### DOCUMENT PASSAGE
___

This rehashing only takes care of secondary hash table, since primary
hash (based on local port only) is not changed.

Reported-by: Krzysztof Piotr Oledzki <ole@ans.pl>
Signed-off-by: Eric Dumazet <eric.dumazet@gmail.com>
---
 include/net/sock.h  |    1 +
 include/net/udp.h   |    1 +
 net/ipv4/datagram.c |    5 ++++-
 net/ipv4/udp.c      |   37 +++++++++++++++++++++++++++++++++++++
 net/ipv6/datagram.c |    7 ++++++-
 net/ipv6/udp.c      |   10 ++++++++++
 6 files changed, 59 insertions(+), 2 deletions(-)

diff --git a/include/net/sock.h b/include/net/sock.h
index ac53bfb..adab9dc 100644
--- a/include/net/sock.h
+++ b/include/net/sock.h
@@ -752,6 +752,7 @@ struct proto {
 	/* Keeping track of sk's, looking them up, and port selection methods. */
 	void			(*hash)(struct sock *sk);
 	void			(*unhash)(struct sock *sk);
+	void			(*rehash)(struct sock *sk);
 	int			(*get_port)(struct sock *sk, unsigned short snum);
 
 	/* Keeping track of sockets in use */
diff --git a/include/net/udp.h b/include/net/udp.h
index 7abdf30..a184d34 100644
--- a/include/net/udp.h
+++ b/include/net/udp.h
@@ -151,6 +151,7 @@ static inline void udp_lib_hash(struct sock *sk)

___

### COLLECTED DATA
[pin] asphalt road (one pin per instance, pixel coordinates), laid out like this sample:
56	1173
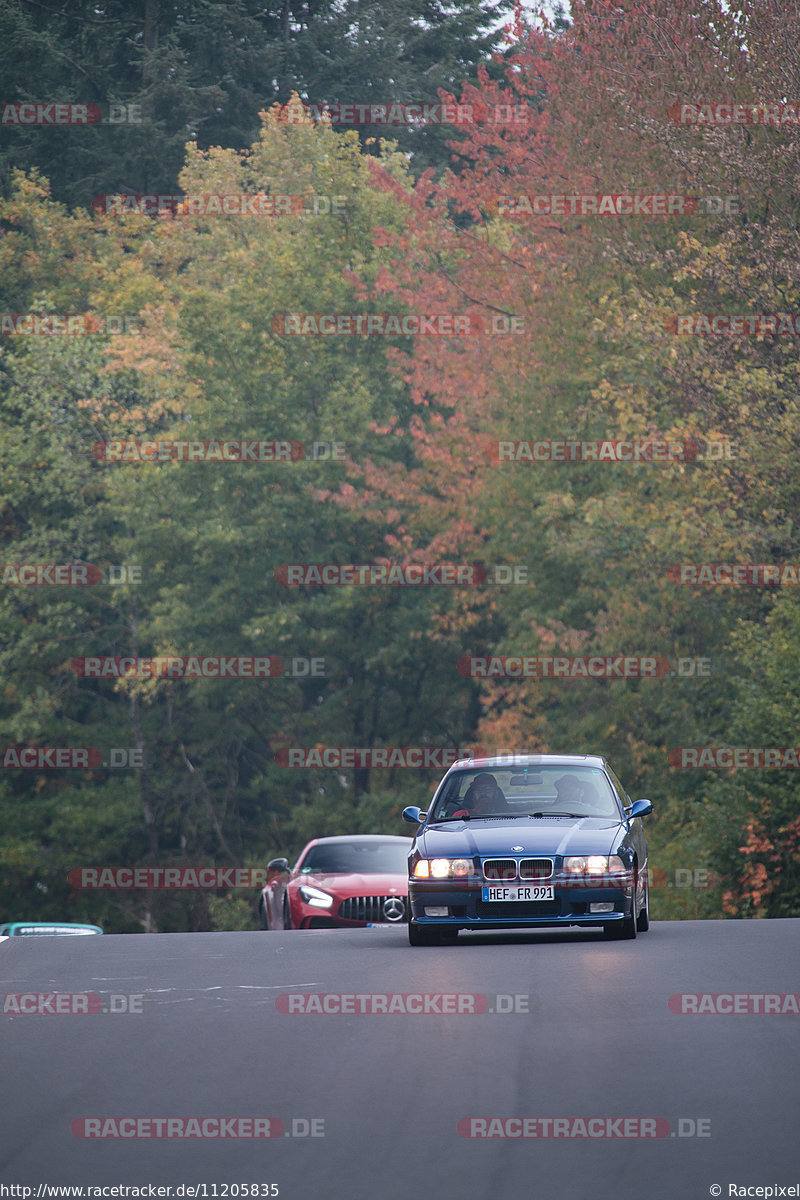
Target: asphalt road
376	1105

___

### TASK PROMPT
Reproduce the part of the UDP rehash patch from "Reported-by: Krzysztof Piotr" to "insertions(+), 2 deletions(-)" without changing anything.

### EXERCISE SOLUTION
Reported-by: Krzysztof Piotr Oledzki <ole@ans.pl>
Signed-off-by: Eric Dumazet <eric.dumazet@gmail.com>
---
 include/net/sock.h  |    1 +
 include/net/udp.h   |    1 +
 net/ipv4/datagram.c |    5 ++++-
 net/ipv4/udp.c      |   37 +++++++++++++++++++++++++++++++++++++
 net/ipv6/datagram.c |    7 ++++++-
 net/ipv6/udp.c      |   10 ++++++++++
 6 files changed, 59 insertions(+), 2 deletions(-)